» **WRITTEN REQUEST A**: According to the domestic violence and divorce page, where can a victim find out how to petition for an injunction without a lawyer?
────────────────────────────────────────
DOMESTIC VIOLENCE & DIVORCE
Assault, Battery, Sexual Violence
Divorce proceedings are some of the most complicated and emotional times for most everyone – even if it’s an agreed-upon (uncontested) divorce with no children and an agreed division of property – the ending of a marriage is never easy. However, in most divorces, things will not be agreed upon; there will be controversies over any of a number of issues which can cause things to become volatile between the parties.
Unfortunately, emotional conflicts between divorcing spouses can become so intense that things escalate physically and one spouse becomes the victim of domestic violence. In Florida “domestic violence” is a crime — whether it involves assault or battery, and whether or not it includes acts of sexual violence. Domestic violence can happen one time and/or it can be repeated over time. Ex-spouses can be victims of domestic violence just as spouses can be victimized before and during the divorce process.
In Florida, domestic violence is recognized as a real and significant problem and Florida law allows a victim of domestic violence to go to court and get a court order that protects them from further violence – or even the threat of imminent harm. These are orders granted by a judge that prohibits the violent person from coming anywhere near the victim (usually with a set number of feet, or never at the workplace, etc.) and if the order is violated, then the person can be arrested for failure to abide by the terms of the court order.
This is such a serious issue that Florida law allows victims of domestic violence to petition the court for a domestic violence injunction (restraining order) without the need of a lawyer. Information on how to do this without legal help can be found at the local Battered Women’s Shelter, the local sheriff’s office or the Circuit Court Clerk.
Addressing Domestic Violence Accusations During Divorce
Often, domestic violence is an issue raised during divorce proceedings. In those verifiable instances, the victimized spouse will have his or her lawyer request from the court a restraining order against the offender spouse. For the spouse who has been accused of domestic violence (assault, battery, etc.) there may be ramifications not only in the divorce proceeding but in criminal court should the allegations result in a criminal arrest.
────────────────────────────────────────
» **WRITTEN REQUEST B**: Count the lines in the rows below that contain the word "aircraft". Reply with the number only.
────────────────────────────────────────
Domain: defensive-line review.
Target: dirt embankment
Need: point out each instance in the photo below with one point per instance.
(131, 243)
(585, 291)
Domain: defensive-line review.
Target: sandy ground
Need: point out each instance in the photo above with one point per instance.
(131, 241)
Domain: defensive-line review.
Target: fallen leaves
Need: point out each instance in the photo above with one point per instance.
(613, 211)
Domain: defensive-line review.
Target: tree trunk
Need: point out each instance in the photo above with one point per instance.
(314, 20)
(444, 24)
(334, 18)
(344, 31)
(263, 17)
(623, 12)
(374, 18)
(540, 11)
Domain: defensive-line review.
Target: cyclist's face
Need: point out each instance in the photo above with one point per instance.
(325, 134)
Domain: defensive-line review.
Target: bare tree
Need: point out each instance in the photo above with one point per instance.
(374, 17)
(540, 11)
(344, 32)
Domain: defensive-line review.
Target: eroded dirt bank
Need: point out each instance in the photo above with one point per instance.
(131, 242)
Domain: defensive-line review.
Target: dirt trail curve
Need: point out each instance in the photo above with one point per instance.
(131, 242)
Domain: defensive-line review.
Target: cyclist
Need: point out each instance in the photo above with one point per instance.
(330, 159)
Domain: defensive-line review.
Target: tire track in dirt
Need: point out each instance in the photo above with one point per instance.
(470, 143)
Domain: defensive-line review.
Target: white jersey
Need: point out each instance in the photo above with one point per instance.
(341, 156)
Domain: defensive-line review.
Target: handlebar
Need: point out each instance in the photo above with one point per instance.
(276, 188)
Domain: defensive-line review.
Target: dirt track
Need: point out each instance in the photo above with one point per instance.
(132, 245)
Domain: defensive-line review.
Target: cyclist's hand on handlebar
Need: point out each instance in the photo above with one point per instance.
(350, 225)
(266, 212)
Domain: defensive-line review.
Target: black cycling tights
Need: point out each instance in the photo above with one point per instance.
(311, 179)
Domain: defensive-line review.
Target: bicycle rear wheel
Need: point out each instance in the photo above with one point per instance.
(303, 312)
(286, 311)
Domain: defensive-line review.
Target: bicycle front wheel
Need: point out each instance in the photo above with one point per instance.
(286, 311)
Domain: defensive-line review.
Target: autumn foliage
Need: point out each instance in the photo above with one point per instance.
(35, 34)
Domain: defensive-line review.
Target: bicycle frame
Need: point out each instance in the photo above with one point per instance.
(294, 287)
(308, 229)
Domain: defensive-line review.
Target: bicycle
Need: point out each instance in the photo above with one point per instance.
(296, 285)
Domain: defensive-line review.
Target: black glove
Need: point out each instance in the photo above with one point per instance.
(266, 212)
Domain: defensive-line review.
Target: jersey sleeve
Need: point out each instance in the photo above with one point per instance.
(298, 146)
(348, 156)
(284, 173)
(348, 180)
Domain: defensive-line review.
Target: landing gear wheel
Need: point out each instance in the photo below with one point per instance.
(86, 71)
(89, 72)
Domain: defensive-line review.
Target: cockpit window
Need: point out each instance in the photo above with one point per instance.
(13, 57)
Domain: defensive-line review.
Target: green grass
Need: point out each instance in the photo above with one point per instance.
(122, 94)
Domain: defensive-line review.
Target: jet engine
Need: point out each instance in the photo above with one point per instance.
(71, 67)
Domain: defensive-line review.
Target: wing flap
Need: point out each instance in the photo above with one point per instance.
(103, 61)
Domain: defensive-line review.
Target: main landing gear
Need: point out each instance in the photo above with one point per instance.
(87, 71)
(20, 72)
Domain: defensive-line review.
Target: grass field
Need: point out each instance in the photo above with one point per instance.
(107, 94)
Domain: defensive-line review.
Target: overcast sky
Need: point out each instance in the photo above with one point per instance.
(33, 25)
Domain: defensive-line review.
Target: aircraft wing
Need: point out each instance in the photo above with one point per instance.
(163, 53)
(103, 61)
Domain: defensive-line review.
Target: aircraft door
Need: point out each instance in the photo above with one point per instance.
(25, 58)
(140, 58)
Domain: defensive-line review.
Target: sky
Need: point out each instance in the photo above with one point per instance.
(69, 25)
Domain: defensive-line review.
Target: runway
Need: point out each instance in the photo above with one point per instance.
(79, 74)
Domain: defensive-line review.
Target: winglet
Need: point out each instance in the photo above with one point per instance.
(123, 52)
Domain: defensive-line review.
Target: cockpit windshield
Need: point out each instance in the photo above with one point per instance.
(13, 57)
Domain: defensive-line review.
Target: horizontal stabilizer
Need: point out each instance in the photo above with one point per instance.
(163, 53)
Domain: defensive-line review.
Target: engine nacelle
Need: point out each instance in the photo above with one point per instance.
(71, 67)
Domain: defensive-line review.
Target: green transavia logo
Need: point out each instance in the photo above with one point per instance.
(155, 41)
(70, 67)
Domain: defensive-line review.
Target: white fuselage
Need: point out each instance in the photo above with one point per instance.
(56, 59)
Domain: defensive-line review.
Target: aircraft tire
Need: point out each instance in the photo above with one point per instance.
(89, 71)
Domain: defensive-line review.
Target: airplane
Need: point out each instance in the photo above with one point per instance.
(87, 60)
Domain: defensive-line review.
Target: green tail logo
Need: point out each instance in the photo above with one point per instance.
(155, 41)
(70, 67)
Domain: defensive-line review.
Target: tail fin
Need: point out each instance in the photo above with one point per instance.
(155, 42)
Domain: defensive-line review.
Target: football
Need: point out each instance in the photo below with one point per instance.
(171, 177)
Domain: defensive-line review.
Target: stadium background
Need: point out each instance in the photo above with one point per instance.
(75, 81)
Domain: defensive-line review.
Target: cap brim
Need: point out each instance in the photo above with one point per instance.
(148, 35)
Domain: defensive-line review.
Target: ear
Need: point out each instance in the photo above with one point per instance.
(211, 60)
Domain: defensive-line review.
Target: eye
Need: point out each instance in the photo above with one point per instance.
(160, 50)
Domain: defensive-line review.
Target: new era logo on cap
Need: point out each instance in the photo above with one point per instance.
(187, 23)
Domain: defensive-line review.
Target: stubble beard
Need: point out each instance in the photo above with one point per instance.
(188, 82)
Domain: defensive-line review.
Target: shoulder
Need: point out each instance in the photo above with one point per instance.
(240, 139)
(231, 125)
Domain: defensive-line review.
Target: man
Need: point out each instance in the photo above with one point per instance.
────────────────────────────────────────
» **REPLY A**: At the local Battered Women's Shelter, the local sheriff's office or the Circuit Court Clerk.

» **REPLY B**: 3